**EXERCISE PROMPT**
Whenever a line below includes the word "several", copy that line.

**TASK INPUTS**
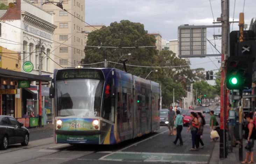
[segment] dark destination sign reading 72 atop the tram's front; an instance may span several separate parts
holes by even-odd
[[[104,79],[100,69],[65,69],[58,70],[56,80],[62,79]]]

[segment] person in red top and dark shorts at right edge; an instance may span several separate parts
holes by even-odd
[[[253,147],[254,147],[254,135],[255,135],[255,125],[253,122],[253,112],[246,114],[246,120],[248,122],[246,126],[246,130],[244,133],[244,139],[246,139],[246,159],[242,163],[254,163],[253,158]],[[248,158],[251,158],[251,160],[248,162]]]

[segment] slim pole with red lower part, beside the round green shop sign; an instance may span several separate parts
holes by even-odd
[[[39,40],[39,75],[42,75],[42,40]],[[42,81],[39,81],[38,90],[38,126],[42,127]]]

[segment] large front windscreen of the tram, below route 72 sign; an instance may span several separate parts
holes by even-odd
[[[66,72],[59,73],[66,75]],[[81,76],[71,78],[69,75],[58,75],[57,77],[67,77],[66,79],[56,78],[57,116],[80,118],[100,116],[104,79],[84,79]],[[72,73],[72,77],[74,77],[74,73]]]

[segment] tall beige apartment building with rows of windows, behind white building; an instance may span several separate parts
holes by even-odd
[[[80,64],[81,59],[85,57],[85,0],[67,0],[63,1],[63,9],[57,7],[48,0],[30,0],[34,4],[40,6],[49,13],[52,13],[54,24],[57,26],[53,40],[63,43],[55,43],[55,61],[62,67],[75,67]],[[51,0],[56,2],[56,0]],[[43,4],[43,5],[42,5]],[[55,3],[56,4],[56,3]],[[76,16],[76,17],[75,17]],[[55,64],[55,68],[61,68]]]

**ANSWER SECTION**
[segment] dark destination sign reading 72 atop the tram's front; an instance may span several separate parts
[segment] person in red top and dark shorts at right edge; an instance may span several separate parts
[segment] slim pole with red lower part, beside the round green shop sign; an instance may span several separate parts
[segment] large front windscreen of the tram, below route 72 sign; an instance may span several separate parts
[segment] tall beige apartment building with rows of windows, behind white building; an instance may span several separate parts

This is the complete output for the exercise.